===== Records shown

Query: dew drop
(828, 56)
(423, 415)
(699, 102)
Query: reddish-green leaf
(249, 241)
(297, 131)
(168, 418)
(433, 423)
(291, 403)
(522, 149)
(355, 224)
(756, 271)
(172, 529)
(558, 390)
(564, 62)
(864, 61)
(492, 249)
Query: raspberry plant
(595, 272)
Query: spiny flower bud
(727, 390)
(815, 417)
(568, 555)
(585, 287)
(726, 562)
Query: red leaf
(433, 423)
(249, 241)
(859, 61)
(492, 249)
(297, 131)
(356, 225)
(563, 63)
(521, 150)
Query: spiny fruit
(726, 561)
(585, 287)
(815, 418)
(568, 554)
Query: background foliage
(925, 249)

==========

#### [Set task]
Please edit the rows above by replacing every "Query" with "Label" and keeping everything else the same.

#### [Solution]
Label: dew drop
(828, 56)
(423, 415)
(699, 102)
Label: reddish-green leaf
(249, 241)
(297, 131)
(168, 418)
(433, 423)
(291, 403)
(522, 149)
(355, 224)
(756, 271)
(172, 529)
(558, 390)
(564, 62)
(864, 61)
(492, 249)
Label: raspberry plant
(595, 272)
Label: spiny flower bud
(727, 390)
(815, 417)
(568, 555)
(585, 287)
(726, 562)
Label: red leaf
(433, 423)
(249, 241)
(859, 61)
(492, 249)
(297, 131)
(356, 225)
(563, 63)
(521, 150)
Label: spiny fruit
(726, 561)
(585, 287)
(815, 418)
(568, 554)
Label: background foliage
(925, 249)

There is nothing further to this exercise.